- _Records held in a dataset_
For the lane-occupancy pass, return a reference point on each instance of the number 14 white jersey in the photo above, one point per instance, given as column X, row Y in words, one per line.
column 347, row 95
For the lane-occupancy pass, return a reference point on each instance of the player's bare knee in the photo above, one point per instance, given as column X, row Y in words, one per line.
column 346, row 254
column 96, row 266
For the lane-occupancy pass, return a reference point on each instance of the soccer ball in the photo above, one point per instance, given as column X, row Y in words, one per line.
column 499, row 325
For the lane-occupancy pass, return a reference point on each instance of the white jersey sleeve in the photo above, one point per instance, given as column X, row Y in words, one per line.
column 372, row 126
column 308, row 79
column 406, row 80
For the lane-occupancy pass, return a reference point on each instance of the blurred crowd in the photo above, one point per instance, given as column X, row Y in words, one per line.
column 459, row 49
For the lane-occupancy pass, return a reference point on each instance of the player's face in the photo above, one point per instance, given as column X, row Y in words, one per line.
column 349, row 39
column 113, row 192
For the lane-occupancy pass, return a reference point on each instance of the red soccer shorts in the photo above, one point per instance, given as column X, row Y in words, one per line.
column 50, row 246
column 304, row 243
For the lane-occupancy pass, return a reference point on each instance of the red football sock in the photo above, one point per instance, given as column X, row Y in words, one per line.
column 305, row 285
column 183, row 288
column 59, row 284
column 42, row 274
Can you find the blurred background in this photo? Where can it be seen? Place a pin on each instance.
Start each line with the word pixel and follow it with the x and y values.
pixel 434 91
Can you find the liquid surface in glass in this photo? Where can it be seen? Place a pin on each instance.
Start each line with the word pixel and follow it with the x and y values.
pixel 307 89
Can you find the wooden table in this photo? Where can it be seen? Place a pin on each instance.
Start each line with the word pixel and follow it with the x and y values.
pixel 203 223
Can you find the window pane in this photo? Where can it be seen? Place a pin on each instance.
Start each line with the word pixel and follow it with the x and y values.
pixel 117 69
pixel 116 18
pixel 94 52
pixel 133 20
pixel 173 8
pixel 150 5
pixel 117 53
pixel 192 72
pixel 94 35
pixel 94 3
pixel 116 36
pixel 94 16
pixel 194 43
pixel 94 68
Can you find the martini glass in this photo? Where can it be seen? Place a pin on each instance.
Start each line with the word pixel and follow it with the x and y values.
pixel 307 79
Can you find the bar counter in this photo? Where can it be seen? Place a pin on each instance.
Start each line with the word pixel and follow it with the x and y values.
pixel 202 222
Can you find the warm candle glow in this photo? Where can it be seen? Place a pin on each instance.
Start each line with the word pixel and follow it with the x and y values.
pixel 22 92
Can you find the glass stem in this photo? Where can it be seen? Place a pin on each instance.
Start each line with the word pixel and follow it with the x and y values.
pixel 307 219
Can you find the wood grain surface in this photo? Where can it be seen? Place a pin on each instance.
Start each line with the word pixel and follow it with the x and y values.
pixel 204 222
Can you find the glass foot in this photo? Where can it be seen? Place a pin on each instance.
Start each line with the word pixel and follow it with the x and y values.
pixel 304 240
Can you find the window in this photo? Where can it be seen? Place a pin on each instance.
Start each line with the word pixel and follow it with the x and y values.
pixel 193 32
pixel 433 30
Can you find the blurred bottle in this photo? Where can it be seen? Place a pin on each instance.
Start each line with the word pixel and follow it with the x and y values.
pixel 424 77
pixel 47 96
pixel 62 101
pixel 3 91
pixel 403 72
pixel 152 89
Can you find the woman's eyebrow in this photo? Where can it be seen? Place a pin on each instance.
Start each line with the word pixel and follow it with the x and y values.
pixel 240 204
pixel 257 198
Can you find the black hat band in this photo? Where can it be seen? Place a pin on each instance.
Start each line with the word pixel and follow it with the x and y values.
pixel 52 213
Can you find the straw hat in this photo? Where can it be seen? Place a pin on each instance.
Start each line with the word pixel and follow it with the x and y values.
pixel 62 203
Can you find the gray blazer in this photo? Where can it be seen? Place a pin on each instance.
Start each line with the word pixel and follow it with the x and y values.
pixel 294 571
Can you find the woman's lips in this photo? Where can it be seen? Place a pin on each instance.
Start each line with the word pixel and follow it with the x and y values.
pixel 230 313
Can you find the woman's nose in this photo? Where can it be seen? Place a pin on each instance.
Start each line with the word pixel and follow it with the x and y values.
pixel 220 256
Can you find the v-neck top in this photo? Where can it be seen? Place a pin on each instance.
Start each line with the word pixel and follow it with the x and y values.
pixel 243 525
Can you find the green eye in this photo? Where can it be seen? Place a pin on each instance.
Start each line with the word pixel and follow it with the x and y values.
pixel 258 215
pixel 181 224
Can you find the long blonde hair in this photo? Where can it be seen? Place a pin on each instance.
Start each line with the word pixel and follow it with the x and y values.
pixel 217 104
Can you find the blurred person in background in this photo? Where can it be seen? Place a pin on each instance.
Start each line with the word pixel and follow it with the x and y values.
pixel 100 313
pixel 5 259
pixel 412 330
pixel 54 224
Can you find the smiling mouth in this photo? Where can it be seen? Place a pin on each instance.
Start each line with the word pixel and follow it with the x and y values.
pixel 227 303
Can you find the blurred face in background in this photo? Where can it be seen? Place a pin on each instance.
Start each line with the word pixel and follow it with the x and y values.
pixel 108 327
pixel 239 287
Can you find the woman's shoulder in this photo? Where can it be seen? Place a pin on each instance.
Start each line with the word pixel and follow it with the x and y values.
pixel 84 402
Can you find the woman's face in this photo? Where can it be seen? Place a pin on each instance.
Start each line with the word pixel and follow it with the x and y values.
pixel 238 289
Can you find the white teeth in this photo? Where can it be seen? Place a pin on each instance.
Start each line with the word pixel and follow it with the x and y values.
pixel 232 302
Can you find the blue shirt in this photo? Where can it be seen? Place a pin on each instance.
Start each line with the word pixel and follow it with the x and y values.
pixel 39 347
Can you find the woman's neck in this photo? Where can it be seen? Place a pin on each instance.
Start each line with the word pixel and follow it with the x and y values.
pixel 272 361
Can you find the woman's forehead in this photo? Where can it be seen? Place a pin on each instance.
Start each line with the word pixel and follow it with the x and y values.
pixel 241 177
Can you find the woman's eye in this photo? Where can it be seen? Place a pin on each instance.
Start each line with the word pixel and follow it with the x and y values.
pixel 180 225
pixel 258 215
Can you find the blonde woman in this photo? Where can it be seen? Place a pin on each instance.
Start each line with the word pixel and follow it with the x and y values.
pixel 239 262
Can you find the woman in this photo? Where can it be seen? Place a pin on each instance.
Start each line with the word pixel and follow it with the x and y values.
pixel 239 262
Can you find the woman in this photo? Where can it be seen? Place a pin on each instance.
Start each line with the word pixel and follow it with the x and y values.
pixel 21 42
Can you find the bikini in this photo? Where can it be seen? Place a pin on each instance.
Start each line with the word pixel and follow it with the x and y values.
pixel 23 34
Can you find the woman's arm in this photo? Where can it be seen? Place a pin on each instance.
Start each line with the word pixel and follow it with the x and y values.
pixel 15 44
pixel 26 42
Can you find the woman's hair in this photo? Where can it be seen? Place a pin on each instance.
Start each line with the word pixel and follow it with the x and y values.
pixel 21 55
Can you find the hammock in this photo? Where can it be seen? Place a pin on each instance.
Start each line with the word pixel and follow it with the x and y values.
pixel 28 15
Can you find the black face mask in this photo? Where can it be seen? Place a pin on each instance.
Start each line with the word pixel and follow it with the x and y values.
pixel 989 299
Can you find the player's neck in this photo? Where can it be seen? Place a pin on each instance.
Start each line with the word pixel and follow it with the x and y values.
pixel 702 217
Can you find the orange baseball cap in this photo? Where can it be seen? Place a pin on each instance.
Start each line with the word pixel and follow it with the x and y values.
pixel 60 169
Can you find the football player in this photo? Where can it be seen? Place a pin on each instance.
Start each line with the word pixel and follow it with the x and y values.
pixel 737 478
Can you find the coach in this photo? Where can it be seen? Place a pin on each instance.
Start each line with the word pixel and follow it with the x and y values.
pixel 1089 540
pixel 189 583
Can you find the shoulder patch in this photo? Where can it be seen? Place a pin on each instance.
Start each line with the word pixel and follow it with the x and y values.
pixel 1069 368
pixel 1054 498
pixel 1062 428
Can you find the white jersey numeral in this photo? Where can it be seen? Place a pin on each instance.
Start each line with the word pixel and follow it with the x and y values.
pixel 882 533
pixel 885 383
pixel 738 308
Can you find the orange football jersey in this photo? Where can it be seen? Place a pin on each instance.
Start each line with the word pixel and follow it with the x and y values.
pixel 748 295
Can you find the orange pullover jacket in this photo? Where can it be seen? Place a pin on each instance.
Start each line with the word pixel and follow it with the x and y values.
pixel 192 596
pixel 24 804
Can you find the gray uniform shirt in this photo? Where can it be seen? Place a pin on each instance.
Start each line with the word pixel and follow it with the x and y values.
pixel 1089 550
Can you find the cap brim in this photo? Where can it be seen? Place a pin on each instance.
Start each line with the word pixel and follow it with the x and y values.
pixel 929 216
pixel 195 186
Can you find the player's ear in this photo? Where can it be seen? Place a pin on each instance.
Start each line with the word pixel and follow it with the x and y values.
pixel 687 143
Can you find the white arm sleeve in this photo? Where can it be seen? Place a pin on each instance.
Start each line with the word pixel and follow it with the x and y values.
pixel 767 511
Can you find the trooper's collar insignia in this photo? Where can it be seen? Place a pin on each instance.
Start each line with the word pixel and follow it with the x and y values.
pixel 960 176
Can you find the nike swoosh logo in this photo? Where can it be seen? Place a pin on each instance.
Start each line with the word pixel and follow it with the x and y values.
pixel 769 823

- _Exercise instructions_
Copy out, word for word, the lines of the listing above from the line containing "Can you find the green" down to the line containing "pixel 227 303", including both of those lines.

- _Answer in full_
Can you find the green eye in this photo? Where can it be seen? Place a pin on each instance.
Start each line with the word pixel and follow it with the x and y values.
pixel 258 215
pixel 181 224
Can you find the long blonde hair in this photo? Where can it be seen? Place a pin on each instance.
Start each line with the word pixel and follow it with the x and y values.
pixel 217 104
Can you find the blurred person in background in this photo? Where can it be seen? Place a pin on each instance.
Start each line with the word pixel and follow it with the x and y values.
pixel 100 313
pixel 5 259
pixel 412 330
pixel 54 224
Can you find the smiling mouth in this photo? Where can it be seen? Place a pin on each instance.
Start each line with the word pixel and follow it with the x and y values.
pixel 227 303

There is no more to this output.